* **課題一覧**:
• a. 秋保のまちづくりの文章から、「そんな中、2020年4月に新」を含む語句で始まり「回復させることができました。」の後で終わる部分を、一字一句そのまま書き写してください。
• b. 秋保のまちづくりの文章で、かぎかっこ「」に入った名称をすべて挙げよ。発言を引用した「終わったな」は除く。
• c. 秋保のまちづくりの文章によると、2020年4月の緊急事態宣言により、アキウ舎は何カ月間閉店したか。

* **提示された文章**:
***

まちづくりの目的は、モノを売りたいなどの金儲けではなくあくまで関係人口を増やすこと。次に秋保で活躍する人に着目し、取り組みを紹介する「AKIU BRAND MAKERS」を自費出版で発行しました。秋保の未来を面白くする人なら、住んでいない人も対象で、秋保でブドウを育ててワインづくりに挑戦しているMONKEY MAJIKのヴォーカル・ブレイズ・プラントさんなども取り上げています。そのほか、地域の物語りをビジュアル化した幅3メートルほどの「秋保温泉郷絵巻」は、まちづくりに貢献した人230人が登場し100年後の後世に語り継ぐのが目的です。昔、忍者がいたという声を受け、サイクルツアーを「アキウニンジャライド」にブラッシュアップしたり、伊達藩ゆかりの食材の提供など派手なエンターテインメントを積極的に取り入れることで、県外や海外からまちづくり団体が視察に来るなど、アキウ舎の店舗利用客数は年間4万人と順調に伸ばすことができました。

そんな中、2020年4月に新型コロナウイルスの感染拡大による緊急事態宣言が発令され、アキウ舎は2カ月間の閉店を強いられました。まだ借金もある中、売り上げが止まり、「終わったな」と諦めかけましたが、今できることを考えデジタルマーケティングで現状を分析。どこで誰がサイトを検索しているか、どの店にどれだけ滞在しているかなどを調べたところ、アクティブシニア中心の温泉旅館の客はあまり来店しておらず、若い女性が多いことが明確になり、メニューの作り直しや裏庭を更地にして芝生を植えガーデンレストランにするなど店舗を見直し。コロナ前の1.5から1.6倍の過去最高売上高を記録することができました。その後、事業再構築補助金などを使って仙台市内から移転する飲食店なども増え、秋保に集積するカフェとそのオーナーを紹介する「カフェ&人マップ」や、ライブインベントなどを行い、若者を巻き込んだSNSでの情報発信などで広告費用を掛けず自社店舗のフォロワーが1万人になるなどまちの活気を回復させることができました。

***

* **提供データ**:
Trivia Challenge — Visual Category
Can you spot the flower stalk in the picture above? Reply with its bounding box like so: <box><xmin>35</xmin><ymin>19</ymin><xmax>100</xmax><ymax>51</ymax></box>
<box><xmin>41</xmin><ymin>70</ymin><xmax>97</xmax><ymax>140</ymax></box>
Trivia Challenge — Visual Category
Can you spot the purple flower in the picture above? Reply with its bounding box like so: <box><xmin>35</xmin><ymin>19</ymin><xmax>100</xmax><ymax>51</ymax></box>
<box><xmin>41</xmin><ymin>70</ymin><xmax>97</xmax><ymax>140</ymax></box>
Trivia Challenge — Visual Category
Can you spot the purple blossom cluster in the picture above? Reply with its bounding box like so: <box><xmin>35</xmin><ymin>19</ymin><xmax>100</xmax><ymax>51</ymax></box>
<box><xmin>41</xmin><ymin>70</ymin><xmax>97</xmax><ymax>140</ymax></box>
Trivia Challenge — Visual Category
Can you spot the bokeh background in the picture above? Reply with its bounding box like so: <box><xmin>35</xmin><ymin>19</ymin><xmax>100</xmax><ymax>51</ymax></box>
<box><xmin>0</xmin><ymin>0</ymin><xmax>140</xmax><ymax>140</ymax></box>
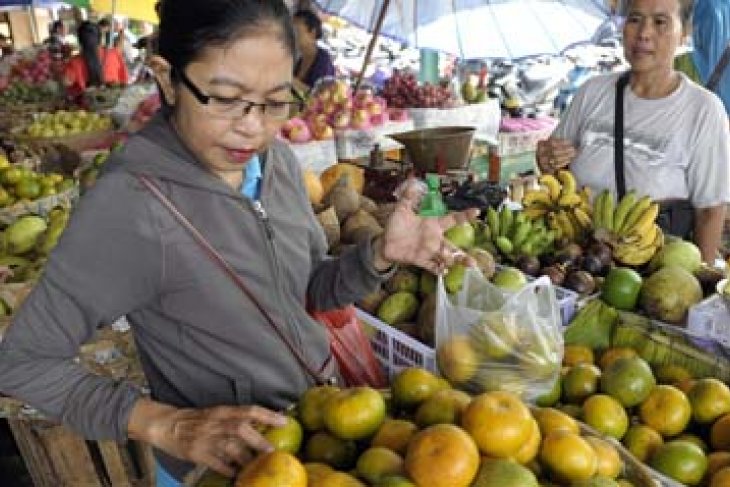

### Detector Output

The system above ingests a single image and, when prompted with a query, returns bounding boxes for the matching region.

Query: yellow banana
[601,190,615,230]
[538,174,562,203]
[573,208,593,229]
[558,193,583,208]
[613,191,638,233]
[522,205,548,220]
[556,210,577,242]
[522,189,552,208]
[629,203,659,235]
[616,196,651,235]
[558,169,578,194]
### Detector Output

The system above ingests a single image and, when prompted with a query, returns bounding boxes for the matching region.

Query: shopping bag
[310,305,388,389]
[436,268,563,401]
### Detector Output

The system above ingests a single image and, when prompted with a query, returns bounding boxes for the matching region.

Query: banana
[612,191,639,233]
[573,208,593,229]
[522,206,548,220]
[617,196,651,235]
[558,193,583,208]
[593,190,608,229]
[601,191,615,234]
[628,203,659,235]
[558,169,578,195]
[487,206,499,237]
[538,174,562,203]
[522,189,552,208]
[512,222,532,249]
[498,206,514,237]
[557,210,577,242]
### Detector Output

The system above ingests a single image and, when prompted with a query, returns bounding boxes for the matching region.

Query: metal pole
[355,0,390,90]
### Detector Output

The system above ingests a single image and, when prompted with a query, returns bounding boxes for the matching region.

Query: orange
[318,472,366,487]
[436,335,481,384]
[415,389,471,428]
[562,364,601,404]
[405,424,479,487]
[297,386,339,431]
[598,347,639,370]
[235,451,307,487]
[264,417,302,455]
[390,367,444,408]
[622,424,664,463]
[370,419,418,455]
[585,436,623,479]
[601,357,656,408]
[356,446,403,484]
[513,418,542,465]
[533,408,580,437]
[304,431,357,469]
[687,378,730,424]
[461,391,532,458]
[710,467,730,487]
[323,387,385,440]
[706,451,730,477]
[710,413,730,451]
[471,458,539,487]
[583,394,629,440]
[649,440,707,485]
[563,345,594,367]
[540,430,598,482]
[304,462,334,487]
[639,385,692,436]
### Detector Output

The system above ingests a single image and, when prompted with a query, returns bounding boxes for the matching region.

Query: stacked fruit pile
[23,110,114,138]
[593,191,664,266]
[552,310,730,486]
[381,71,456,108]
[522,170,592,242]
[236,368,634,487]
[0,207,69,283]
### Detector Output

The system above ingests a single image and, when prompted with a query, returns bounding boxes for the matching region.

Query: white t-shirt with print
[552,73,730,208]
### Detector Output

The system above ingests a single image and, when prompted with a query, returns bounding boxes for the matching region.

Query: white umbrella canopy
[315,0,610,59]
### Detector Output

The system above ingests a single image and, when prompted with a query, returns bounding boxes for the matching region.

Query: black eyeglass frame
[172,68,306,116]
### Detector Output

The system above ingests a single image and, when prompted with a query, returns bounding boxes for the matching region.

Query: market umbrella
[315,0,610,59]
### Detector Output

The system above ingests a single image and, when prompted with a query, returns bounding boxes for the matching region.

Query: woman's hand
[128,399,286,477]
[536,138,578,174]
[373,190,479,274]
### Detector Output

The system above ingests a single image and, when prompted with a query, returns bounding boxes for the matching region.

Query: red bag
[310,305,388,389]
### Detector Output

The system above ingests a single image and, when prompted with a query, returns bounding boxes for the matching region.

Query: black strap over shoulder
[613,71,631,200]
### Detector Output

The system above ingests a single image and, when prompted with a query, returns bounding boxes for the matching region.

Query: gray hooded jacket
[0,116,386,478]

***

* **各課題の解答**:
• a.
そんな中、2020年4月に新型コロナウイルスの感染拡大による緊急事態宣言が発令され、アキウ舎は2カ月間の閉店を強いられました。まだ借金もある中、売り上げが止まり、「終わったな」と諦めかけましたが、今できることを考えデジタルマーケティングで現状を分析。どこで誰がサイトを検索しているか、どの店にどれだけ滞在しているかなどを調べたところ、アクティブシニア中心の温泉旅館の客はあまり来店しておらず、若い女性が多いことが明確になり、メニューの作り直しや裏庭を更地にして芝生を植えガーデンレストランにするなど店舗を見直し。コロナ前の1.5から1.6倍の過去最高売上高を記録することができました。その後、事業再構築補助金などを使って仙台市内から移転する飲食店なども増え、秋保に集積するカフェとそのオーナーを紹介する「カフェ&人マップ」や、ライブインベントなどを行い、若者を巻き込んだSNSでの情報発信などで広告費用を掛けず自社店舗のフォロワーが1万人になるなどまちの活気を回復させることができました。

• b. 「AKIU BRAND MAKERS」、「秋保温泉郷絵巻」、「アキウニンジャライド」、「カフェ&人マップ」

• c. 2カ月間